• What you will do: Write out each entry again. Keep every word exactly as it is.

** START Material **

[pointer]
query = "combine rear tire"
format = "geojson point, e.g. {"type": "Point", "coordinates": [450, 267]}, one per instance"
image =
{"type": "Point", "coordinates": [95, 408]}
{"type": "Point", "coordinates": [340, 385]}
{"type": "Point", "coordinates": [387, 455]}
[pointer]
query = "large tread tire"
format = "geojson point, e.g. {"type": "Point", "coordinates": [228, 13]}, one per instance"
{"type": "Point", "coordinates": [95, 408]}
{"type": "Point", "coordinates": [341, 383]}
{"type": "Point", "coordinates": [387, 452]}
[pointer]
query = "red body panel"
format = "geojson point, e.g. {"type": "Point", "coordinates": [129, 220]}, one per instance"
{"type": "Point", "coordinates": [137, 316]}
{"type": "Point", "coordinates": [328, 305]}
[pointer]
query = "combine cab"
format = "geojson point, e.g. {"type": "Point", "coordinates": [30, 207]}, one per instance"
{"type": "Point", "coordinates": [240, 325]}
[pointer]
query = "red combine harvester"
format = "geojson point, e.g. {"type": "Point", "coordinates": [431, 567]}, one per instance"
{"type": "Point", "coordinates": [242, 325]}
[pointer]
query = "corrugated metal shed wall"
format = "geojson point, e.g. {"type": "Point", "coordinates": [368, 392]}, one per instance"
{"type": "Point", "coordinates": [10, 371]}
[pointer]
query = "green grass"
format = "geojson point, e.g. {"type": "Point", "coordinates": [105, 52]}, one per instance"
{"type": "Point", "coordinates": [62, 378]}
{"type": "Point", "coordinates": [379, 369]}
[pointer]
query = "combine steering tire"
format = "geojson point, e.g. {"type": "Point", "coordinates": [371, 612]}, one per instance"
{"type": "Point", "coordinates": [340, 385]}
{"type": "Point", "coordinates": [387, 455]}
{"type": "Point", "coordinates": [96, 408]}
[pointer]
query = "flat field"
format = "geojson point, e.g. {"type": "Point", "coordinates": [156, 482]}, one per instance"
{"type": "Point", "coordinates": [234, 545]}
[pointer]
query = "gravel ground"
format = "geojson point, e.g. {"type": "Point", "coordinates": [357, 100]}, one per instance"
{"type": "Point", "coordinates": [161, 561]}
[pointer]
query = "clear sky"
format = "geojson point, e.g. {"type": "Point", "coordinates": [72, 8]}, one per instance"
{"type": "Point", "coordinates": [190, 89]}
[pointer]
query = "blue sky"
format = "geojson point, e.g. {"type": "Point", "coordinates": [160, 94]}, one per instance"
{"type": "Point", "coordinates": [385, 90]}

** END Material **

• Expected output:
[pointer]
query = "combine rear tire"
format = "geojson point, e.g. {"type": "Point", "coordinates": [450, 267]}, one per instance"
image =
{"type": "Point", "coordinates": [95, 408]}
{"type": "Point", "coordinates": [340, 385]}
{"type": "Point", "coordinates": [387, 455]}
[pointer]
query = "large tread tire"
format = "geojson point, e.g. {"type": "Point", "coordinates": [228, 13]}, one per instance"
{"type": "Point", "coordinates": [95, 408]}
{"type": "Point", "coordinates": [341, 383]}
{"type": "Point", "coordinates": [387, 452]}
[pointer]
query = "red body panel"
format = "geojson point, e.g. {"type": "Point", "coordinates": [129, 220]}, one per instance"
{"type": "Point", "coordinates": [137, 316]}
{"type": "Point", "coordinates": [328, 305]}
[pointer]
query = "combine cab"
format = "geojson point, e.g. {"type": "Point", "coordinates": [30, 207]}, one per instance"
{"type": "Point", "coordinates": [240, 325]}
[pointer]
query = "red combine harvester"
format = "geojson point, e.g. {"type": "Point", "coordinates": [431, 567]}, one per instance"
{"type": "Point", "coordinates": [242, 325]}
[pointer]
query = "corrugated metal shed wall"
format = "geojson point, e.g. {"type": "Point", "coordinates": [368, 392]}, one per instance"
{"type": "Point", "coordinates": [10, 371]}
[pointer]
query = "green grass"
format = "geojson point, e.g. {"type": "Point", "coordinates": [105, 52]}, one per instance"
{"type": "Point", "coordinates": [62, 378]}
{"type": "Point", "coordinates": [379, 369]}
[pointer]
query = "combine steering tire"
format = "geojson point, e.g. {"type": "Point", "coordinates": [371, 612]}, one per instance"
{"type": "Point", "coordinates": [340, 385]}
{"type": "Point", "coordinates": [387, 455]}
{"type": "Point", "coordinates": [96, 408]}
[pointer]
query = "flat field"
format = "geojson point, e.g. {"type": "Point", "coordinates": [156, 482]}, one per instance"
{"type": "Point", "coordinates": [234, 545]}
[pointer]
query = "gravel ground"
format = "geojson point, e.g. {"type": "Point", "coordinates": [357, 100]}, one per instance"
{"type": "Point", "coordinates": [161, 561]}
[pointer]
query = "clear sky"
format = "geojson point, e.g. {"type": "Point", "coordinates": [72, 8]}, one per instance"
{"type": "Point", "coordinates": [190, 89]}
[pointer]
query = "blue sky"
format = "geojson point, e.g. {"type": "Point", "coordinates": [160, 94]}, one per instance"
{"type": "Point", "coordinates": [385, 90]}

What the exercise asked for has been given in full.